§ TEKSTBLOK
********************

Informatie over jodium

Auteur: Redactie Team Pagina 3 van 4

Eigenschappen van jodium

Eenvoudig antioxidant

Jodium onderscheidt zich vanwege een zeer lage oxidatiepotentiaal, waardoor oxidatie zeer eenvoudig verloopt. Jodering vergt echter een activeringsstap, waarvoor vaak een peroxidase noodzakelijk is.
Het is bekend dat jodium het meest eenvoudige antioxidant is dat wij kennen in ons lichaam, veel minder complex dan bijvoorbeeld vitamine C.
De antioxidatieve eigenschappen die werden gevonden bij het onderzoek naar de kringloop van jodium en de rol van jodium bij de vorming van wolkenformatie zijn in hetzelfde onderzoek ook aangetoond in bloedcellen. In de aanwezigheid van peroxidase is dat vooral de reactie met waterstofperoxide (H2O2), maar non-enzymatisch vooral met ozon, singlet zuurstof, superoxide en hydroxylradicalen. Opmerkelijk is dat de reactiesnelheid met deze zuur- stofradicalen 12 tot 500 keer hoger ligt dan voor vitamine C en glutathion. Daarbij dient men zich te realiseren dat de concentratie jodium in plasma weliswaar tot een factor 500 lager kan liggen, maar dat de intracellulaire concentraties zich heel anders verhouden. Jodium kan via het NIS tegen een concentratiegradient de cel in worden gebracht, waarmee het antioxidatieve vermogen intracellulair sterk wordt vergroot. Daarmee is jodium, zeker intracellulair, mogelijk een krachtiger antioxidant dan vitamine C en glutathion en zijn ook lage concentraties voldoende voor een hoge antioxidatieve activiteit. Zeker als we ons realiseren dat ook de opname van vitamine C via de SVCT 1- of 2-receptor geremd kan worden door (iso) flavonen, die vaak gelijktijdig met vitamine C in fruit en groente aanwezig zijn.

********************

§ OPDRACHT
Wat is volgens de tekst over jodium vaak nodig voor de activeringsstap die jodering vergt?

********************

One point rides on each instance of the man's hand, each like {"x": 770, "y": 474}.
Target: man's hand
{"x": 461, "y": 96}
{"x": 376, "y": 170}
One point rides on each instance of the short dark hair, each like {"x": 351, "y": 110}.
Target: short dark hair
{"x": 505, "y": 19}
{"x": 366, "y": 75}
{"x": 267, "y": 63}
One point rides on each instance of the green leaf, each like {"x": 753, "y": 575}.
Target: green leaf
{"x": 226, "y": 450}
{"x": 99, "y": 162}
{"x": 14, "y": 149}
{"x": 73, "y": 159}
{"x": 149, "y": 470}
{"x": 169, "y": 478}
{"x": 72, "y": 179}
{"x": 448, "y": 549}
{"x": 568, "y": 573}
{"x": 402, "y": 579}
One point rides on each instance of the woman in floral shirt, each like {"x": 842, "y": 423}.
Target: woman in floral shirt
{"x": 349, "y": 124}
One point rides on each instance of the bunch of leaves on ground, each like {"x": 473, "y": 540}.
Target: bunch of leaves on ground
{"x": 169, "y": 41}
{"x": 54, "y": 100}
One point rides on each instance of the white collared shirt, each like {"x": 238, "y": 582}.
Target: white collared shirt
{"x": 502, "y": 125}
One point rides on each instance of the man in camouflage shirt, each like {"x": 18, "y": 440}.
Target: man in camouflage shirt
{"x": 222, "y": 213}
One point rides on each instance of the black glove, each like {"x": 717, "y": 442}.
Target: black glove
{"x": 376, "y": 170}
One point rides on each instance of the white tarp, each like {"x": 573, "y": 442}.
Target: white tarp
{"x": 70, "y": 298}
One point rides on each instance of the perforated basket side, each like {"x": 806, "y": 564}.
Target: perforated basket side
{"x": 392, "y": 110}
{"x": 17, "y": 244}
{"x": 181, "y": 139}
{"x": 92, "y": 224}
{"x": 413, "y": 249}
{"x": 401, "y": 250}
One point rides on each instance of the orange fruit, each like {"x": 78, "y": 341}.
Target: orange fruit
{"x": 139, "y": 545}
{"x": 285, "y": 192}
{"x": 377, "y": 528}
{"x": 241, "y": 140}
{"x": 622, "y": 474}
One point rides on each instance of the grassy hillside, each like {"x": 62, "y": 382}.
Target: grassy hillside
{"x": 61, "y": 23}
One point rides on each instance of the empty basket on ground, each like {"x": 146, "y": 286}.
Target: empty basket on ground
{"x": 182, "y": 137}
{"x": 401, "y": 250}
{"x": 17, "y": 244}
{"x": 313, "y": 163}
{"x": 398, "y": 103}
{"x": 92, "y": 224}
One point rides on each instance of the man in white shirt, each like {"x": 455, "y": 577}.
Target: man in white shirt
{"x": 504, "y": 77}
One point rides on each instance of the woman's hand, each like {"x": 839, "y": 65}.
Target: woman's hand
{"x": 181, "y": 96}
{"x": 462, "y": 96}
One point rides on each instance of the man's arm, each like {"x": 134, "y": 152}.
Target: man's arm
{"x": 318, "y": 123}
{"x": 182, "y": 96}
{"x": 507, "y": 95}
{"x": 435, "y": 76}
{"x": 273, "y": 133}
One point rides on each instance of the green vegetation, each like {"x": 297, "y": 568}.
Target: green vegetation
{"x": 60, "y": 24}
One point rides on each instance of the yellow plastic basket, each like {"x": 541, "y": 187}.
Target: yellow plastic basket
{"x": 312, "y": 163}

********************

§ ANTWOORD
Een peroxidase.